***** Rows

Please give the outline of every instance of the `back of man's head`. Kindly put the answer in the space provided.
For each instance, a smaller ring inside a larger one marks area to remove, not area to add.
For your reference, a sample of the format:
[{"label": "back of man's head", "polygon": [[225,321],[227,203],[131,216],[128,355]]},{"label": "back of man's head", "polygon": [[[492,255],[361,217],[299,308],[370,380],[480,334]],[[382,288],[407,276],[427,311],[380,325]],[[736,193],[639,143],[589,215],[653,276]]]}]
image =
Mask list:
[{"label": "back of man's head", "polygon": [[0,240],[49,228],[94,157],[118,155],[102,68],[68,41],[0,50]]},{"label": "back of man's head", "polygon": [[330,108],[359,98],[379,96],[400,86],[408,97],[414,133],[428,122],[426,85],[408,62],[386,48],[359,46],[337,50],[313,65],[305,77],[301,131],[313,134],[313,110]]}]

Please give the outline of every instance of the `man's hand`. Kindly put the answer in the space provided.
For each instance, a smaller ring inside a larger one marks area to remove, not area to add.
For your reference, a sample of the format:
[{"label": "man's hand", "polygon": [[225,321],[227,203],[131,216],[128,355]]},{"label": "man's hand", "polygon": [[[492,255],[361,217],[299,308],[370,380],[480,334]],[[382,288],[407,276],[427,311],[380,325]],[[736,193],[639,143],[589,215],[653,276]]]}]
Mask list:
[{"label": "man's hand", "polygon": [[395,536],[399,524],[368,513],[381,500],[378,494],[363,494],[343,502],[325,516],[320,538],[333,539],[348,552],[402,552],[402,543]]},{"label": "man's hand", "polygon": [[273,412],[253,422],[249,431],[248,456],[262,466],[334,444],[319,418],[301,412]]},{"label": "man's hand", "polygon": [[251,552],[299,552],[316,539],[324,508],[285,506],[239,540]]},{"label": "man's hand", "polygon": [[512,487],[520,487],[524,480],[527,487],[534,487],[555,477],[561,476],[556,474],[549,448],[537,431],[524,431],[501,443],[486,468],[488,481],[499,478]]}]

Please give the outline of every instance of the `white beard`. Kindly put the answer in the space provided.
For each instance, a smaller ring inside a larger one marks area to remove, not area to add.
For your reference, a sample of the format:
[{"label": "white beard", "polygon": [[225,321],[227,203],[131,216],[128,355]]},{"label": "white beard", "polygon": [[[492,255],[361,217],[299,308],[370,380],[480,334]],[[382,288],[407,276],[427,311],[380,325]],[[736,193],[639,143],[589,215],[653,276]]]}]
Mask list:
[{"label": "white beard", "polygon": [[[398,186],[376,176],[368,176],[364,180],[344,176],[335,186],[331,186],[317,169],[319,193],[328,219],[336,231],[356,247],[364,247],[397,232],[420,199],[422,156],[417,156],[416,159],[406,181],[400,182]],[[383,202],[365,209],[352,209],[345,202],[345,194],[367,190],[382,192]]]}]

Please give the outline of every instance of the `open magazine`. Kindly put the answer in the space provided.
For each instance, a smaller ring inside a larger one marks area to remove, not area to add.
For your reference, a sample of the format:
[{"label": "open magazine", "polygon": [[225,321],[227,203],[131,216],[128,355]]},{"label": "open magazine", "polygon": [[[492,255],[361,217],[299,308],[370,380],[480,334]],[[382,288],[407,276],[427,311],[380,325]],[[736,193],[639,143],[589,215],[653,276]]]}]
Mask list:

**********

# Task brief:
Count the lines in the entries above that contain the string "answer", and give only the number.

# Task solution:
4